Reproduce every entry word for word.

#### THE DATA

§ §

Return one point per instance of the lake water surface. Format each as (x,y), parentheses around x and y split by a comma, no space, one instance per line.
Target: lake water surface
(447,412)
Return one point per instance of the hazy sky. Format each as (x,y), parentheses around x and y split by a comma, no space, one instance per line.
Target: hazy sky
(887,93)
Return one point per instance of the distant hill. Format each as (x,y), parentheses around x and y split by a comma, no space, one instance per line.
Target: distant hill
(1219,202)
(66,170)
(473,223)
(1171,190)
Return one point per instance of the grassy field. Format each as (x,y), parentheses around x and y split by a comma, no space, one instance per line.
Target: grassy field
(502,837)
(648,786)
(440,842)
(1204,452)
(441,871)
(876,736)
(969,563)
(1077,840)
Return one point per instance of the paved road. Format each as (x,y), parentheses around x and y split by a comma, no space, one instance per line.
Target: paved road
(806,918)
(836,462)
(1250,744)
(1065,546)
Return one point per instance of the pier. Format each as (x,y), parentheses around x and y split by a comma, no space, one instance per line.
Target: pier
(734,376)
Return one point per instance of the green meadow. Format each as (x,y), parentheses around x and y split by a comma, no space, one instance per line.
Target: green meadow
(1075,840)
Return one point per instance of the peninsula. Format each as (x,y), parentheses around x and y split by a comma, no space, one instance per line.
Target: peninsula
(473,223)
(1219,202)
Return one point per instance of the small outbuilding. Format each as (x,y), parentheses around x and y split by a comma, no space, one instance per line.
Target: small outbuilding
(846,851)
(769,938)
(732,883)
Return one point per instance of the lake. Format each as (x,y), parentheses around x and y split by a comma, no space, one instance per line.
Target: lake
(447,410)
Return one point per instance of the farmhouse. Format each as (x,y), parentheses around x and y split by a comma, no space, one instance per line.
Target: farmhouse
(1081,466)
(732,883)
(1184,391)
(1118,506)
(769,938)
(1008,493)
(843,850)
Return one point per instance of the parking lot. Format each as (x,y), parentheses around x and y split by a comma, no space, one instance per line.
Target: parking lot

§ §

#### ANSWER TO THIS EXERCISE
Return one point per instance of the lake water surface. Format each as (x,y), parentheses around x and y split by a comma, no space, one instance per line.
Target: lake water surface
(447,412)
Return one point per instance of the hazy sky. Format each as (x,y), parentheses around x and y split by a comma, no space, one instance per line.
Target: hazy sky
(887,93)
Return one point per instance of the distant hill. Format each as (x,y), parentheses around x and y split by a comma, no space, one instance per line.
Target: distant hill
(1219,202)
(66,170)
(473,223)
(1171,190)
Return one point per instance of the grassy field. Format each as (x,y), parentheses around x and y split by a comma, no space, one instance per line.
Target: grassy field
(502,837)
(648,786)
(440,842)
(1204,452)
(441,871)
(876,736)
(969,563)
(1077,840)
Return one point per instance of the paved road. Format each as (x,y), parentheses around x and y split by a comma, no space, one instance per line.
Target: paved road
(806,918)
(836,462)
(1250,744)
(1065,546)
Return one point per instance of the pier. Format each as (x,y), parentheses around x and y split by a comma, no space, one instance per line.
Target: pier
(734,376)
Return one point per instance of the green meadow. Format each as (x,y), parentheses around x and y split by a comma, no space, one instance per line.
Target: green meadow
(1075,840)
Return one point per instance of the peninsula. Format each as (x,y), parentheses around x and y split by a comma, no space, one instance per line.
Target: peninsula
(473,223)
(1219,202)
Return one point per instance of the small outbuilding. Format each as (x,y), parentheses around x and y split by a comma, no space, one instance per line.
Target: small outbuilding
(846,851)
(769,938)
(732,883)
Return one point per instance of the lake. Format each as (x,y), parentheses around x and y split by a comma, no space, one instance per line.
Target: lake
(447,410)
Return one point per instance of the farmhouse. Format each as (x,y), parentheses around x and y split by a comma, no space, one instance per line.
Target: farmhouse
(1081,466)
(732,883)
(1184,391)
(1118,506)
(769,938)
(1008,493)
(843,850)
Return one point per instance of the parking lot. Format each as (x,y), parentheses around x and y split by a comma, no space, one instance per line.
Target: parking lot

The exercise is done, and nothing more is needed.